Saved data entries

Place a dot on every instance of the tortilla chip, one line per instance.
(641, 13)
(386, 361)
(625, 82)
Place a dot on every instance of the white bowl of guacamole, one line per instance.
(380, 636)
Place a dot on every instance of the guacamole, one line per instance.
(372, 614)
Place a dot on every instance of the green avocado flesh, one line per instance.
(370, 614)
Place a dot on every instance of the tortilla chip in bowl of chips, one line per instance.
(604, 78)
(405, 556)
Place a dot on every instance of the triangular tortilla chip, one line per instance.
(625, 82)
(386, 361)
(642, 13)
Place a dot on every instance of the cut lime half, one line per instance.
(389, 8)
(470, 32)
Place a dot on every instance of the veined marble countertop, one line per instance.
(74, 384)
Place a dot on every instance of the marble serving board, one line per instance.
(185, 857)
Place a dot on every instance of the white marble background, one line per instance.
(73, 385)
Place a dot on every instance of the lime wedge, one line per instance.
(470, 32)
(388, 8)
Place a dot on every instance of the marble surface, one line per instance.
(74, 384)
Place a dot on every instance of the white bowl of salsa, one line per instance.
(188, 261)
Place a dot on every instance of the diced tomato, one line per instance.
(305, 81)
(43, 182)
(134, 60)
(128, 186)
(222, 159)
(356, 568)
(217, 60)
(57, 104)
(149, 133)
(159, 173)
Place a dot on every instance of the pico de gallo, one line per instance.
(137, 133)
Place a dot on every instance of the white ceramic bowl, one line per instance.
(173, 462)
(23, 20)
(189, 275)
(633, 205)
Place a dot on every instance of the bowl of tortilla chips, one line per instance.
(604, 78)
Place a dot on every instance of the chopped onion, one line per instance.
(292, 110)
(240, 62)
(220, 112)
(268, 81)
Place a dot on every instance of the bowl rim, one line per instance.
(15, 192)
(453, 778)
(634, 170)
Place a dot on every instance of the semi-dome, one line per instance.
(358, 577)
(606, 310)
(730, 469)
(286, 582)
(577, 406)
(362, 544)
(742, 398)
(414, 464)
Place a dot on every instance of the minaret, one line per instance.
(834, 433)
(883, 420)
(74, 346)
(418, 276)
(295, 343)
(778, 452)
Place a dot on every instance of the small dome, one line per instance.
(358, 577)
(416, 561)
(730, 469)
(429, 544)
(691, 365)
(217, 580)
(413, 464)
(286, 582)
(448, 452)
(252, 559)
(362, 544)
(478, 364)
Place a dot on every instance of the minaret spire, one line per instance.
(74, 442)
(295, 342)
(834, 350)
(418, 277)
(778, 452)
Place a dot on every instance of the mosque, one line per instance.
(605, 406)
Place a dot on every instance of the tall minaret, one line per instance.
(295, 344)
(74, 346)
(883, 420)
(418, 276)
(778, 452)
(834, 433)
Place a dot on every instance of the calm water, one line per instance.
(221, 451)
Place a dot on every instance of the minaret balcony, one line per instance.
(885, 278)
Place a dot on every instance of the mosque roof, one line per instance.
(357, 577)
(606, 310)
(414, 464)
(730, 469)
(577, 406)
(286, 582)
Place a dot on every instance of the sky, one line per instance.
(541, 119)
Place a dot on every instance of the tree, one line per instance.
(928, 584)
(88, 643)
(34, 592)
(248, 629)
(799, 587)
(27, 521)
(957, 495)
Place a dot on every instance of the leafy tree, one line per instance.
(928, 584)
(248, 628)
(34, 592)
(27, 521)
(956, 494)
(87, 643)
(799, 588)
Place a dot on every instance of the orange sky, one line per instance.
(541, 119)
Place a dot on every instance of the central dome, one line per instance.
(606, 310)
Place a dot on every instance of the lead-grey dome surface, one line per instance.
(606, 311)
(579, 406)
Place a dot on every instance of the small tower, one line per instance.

**Task directions:**
Nothing but the exact lines of the data above, from the line containing "Place a dot on every instance of the sky, one" through the last, should appear in the answer.

**Answer:**
Place a dot on every instance of the sky, one line per instance.
(541, 119)
Place a dot on every instance of the tree, one line per instance.
(928, 584)
(88, 643)
(34, 592)
(248, 629)
(799, 587)
(27, 521)
(957, 495)
Place a dot on every instance of the leafy tree, one line per instance.
(928, 584)
(248, 628)
(34, 592)
(27, 521)
(956, 494)
(87, 643)
(799, 588)
Place a dot on every instance of the orange sky, one line per instance.
(541, 119)
Place a dot on every instance of the central dome, one line per instance.
(606, 310)
Place a dot on every instance of the lead-grey dome surface, one line per instance.
(606, 311)
(579, 406)
Place a dot on every instance of the small tower, one line per instance.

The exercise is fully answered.